Goal of the exercise:
Update every row below by replacing "Pins" with "Points" and leaving everything else unchanged. Leave the pictures out of your version.

***** Dataset content

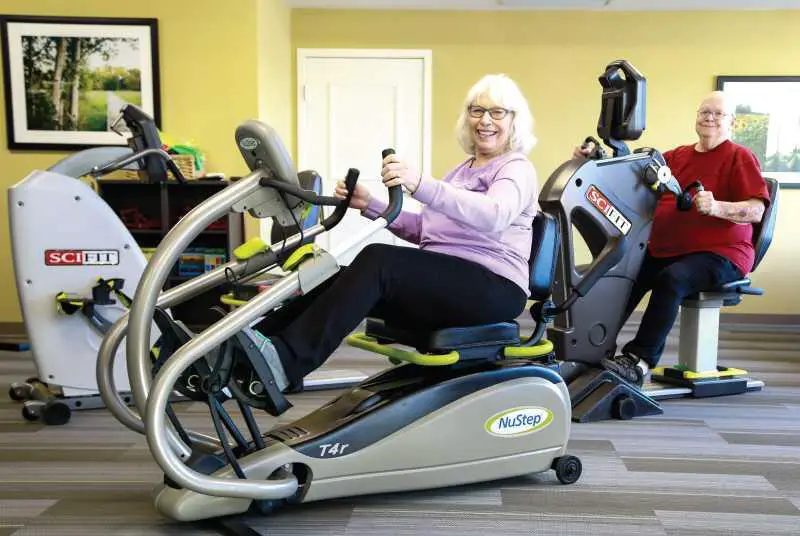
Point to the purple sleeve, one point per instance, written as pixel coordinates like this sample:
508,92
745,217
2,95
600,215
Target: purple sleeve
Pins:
511,191
407,225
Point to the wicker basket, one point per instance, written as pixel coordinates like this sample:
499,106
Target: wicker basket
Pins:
185,163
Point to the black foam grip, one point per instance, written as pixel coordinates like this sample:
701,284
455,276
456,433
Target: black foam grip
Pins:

**********

Final result:
Point to the purple sleeve, one point per instance, written as pixel coordinates like this sample:
508,92
745,217
2,95
600,215
Target: purple sleeve
Points:
511,191
407,225
Point to the wicker basket, one point per instance, written as pixel coordinates like this sample:
499,106
Target: wicker basket
Points:
185,163
Point to the black foam grip, one point per instance, written as pixel coordinates like this sample:
701,284
455,276
456,433
Target: black foam grip
Points:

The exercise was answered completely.